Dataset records
'''
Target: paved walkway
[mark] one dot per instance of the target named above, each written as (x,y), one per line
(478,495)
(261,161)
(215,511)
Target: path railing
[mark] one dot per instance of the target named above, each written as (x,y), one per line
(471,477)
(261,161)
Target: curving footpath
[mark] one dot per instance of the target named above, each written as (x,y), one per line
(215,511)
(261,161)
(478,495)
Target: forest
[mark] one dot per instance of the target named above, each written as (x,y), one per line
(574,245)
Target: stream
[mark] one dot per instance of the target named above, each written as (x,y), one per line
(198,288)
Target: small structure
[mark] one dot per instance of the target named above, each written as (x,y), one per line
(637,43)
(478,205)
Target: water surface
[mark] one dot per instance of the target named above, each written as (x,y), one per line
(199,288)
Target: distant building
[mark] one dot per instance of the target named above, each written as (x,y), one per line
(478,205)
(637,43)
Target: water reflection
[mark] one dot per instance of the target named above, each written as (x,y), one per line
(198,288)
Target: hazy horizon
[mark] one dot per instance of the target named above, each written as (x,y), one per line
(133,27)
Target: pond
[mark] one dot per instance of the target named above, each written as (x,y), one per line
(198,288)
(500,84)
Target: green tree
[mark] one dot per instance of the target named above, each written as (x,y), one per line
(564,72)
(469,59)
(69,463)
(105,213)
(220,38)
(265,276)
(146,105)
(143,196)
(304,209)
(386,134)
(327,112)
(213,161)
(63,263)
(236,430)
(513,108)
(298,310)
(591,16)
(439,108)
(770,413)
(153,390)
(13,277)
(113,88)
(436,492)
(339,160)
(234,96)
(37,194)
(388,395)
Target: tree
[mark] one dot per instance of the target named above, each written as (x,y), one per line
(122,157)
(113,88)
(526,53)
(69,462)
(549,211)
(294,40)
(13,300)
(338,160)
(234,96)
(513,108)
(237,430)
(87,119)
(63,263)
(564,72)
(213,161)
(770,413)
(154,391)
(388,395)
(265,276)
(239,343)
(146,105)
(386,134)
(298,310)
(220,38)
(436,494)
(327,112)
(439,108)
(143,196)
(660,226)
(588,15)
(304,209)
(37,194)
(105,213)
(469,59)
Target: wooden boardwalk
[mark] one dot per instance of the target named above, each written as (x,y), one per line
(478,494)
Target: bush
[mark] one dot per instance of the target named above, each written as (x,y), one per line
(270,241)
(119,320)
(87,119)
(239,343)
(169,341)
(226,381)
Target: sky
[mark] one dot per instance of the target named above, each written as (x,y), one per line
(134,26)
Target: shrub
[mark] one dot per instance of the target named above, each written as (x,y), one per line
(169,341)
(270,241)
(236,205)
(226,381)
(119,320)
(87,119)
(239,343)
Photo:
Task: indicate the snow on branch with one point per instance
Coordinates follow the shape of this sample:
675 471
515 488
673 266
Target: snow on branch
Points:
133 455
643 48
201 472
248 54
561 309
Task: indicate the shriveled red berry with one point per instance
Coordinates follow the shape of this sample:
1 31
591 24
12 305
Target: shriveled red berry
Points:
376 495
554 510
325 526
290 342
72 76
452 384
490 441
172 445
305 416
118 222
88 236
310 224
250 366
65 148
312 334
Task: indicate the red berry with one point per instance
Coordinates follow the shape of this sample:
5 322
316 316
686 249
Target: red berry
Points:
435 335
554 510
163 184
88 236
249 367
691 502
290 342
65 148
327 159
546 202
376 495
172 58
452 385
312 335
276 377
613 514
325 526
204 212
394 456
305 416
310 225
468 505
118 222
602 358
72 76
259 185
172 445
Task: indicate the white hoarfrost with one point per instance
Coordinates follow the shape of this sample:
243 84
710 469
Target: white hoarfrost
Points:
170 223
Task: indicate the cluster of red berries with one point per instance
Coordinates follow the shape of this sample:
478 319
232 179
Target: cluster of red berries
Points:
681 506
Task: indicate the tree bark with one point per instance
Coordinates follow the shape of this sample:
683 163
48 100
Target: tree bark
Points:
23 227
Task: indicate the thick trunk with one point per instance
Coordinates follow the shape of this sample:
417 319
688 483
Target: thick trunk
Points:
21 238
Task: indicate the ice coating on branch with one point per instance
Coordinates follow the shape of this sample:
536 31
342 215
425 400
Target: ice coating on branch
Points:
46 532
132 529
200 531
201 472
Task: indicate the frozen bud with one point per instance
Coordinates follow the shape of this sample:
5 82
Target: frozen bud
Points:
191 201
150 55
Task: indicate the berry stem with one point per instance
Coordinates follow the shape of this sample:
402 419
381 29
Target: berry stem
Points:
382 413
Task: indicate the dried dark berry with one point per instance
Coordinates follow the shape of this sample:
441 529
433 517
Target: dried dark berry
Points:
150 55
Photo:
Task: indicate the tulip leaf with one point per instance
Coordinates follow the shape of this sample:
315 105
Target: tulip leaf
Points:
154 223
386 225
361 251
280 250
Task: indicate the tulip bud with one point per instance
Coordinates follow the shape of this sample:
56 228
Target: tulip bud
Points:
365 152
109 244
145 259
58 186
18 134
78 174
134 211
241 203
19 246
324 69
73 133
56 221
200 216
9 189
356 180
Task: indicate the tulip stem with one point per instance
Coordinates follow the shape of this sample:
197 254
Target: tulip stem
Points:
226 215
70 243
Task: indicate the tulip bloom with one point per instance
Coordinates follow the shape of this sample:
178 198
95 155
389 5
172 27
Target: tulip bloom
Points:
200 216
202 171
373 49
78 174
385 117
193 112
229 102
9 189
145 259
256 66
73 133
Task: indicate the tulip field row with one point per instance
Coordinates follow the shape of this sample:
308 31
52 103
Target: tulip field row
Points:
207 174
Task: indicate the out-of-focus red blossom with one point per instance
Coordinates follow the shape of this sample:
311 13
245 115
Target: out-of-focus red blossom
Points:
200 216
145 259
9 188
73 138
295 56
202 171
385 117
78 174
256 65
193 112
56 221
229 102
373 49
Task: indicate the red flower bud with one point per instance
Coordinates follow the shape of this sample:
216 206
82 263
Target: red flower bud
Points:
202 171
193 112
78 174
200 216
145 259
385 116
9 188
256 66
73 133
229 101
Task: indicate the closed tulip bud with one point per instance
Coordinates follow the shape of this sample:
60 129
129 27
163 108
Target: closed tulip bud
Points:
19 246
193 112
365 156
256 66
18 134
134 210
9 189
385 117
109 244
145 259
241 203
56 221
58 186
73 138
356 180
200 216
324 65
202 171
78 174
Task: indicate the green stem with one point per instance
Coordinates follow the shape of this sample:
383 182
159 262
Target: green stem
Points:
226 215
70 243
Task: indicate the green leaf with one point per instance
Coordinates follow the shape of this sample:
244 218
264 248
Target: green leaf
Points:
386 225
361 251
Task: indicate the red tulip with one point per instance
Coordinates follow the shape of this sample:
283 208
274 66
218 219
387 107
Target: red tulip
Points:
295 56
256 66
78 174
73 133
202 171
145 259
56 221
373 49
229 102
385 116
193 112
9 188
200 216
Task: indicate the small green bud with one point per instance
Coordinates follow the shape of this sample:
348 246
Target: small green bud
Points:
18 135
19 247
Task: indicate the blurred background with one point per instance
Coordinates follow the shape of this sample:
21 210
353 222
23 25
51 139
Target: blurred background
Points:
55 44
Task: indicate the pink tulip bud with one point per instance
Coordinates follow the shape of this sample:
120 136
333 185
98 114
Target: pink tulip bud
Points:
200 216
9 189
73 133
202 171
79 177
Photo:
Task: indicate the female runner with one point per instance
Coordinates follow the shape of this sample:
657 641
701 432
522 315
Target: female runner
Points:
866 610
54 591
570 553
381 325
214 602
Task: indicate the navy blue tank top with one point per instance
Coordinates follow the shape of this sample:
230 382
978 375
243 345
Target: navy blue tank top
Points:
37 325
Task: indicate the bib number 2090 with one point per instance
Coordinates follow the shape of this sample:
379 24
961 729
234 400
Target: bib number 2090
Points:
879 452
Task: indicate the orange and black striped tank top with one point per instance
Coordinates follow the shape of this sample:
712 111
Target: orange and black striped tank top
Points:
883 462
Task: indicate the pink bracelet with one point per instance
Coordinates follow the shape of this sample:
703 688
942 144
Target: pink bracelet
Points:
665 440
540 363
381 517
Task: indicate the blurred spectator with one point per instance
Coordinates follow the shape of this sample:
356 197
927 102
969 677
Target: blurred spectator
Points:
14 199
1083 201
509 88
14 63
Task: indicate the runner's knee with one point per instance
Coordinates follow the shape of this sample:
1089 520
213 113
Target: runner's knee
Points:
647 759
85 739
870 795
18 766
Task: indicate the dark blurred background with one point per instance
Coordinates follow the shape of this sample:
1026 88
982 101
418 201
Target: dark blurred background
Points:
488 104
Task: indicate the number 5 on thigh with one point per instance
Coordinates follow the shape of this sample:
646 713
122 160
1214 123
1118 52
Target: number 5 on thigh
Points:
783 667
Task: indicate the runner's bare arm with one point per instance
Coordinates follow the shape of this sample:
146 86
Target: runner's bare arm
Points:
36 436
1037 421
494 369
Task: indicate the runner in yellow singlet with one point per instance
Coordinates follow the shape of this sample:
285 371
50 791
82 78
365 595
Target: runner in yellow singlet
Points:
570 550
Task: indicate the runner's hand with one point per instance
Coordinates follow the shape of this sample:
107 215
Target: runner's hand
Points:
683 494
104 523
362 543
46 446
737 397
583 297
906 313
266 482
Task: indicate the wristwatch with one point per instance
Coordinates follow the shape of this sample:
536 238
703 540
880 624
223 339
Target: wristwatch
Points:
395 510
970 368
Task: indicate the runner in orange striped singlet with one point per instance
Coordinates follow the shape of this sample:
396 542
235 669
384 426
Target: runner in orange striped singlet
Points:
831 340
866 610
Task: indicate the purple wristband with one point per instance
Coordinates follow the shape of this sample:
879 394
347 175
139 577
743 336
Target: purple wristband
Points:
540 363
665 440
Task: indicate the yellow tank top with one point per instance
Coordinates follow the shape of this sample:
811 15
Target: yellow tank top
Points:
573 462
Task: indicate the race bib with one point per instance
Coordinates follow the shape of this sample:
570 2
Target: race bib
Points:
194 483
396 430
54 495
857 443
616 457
'''
### Task details:
Produce an exact copy of the lines from the one containing "Task: indicate the runner in yellow" through the last line, and of nothing else.

### Answer to this exercise:
Task: indicate the runner in yellow singlet with one point per instance
Coordinates follow the shape of this sample:
285 371
50 791
82 78
365 595
Target: runner in yellow singlet
Points:
570 550
Task: indicate the runner's hand with one point per instance
Coordinates follow the shape of this sample:
107 215
Target: runner's hand
Points:
683 494
104 523
362 543
46 446
737 397
583 297
906 313
266 482
Task: indicate the wristwatch with one point per instance
Coordinates follow the shape of this sample:
536 238
703 540
880 624
223 339
Target: wristwatch
Points:
395 510
970 368
Task: indicate the runner in orange striped singlet with one point per instance
Coordinates follow the shape of this sample:
396 542
235 669
384 426
Target: runner in orange striped singlet
Points:
831 340
866 610
Task: indicate the purple wristband with one point per instance
Coordinates follow the shape of this sample:
879 394
347 175
139 577
743 336
Target: purple wristband
Points:
540 363
665 440
Task: indicate the yellow tank top with one point per instance
Coordinates follow the shape of this sample:
811 15
Target: yellow tank top
Points:
573 462
Task: indicate the race bib with one point per instance
Coordinates follow the shape of this sample:
570 2
Target: race bib
Points:
194 483
396 430
54 495
857 443
616 457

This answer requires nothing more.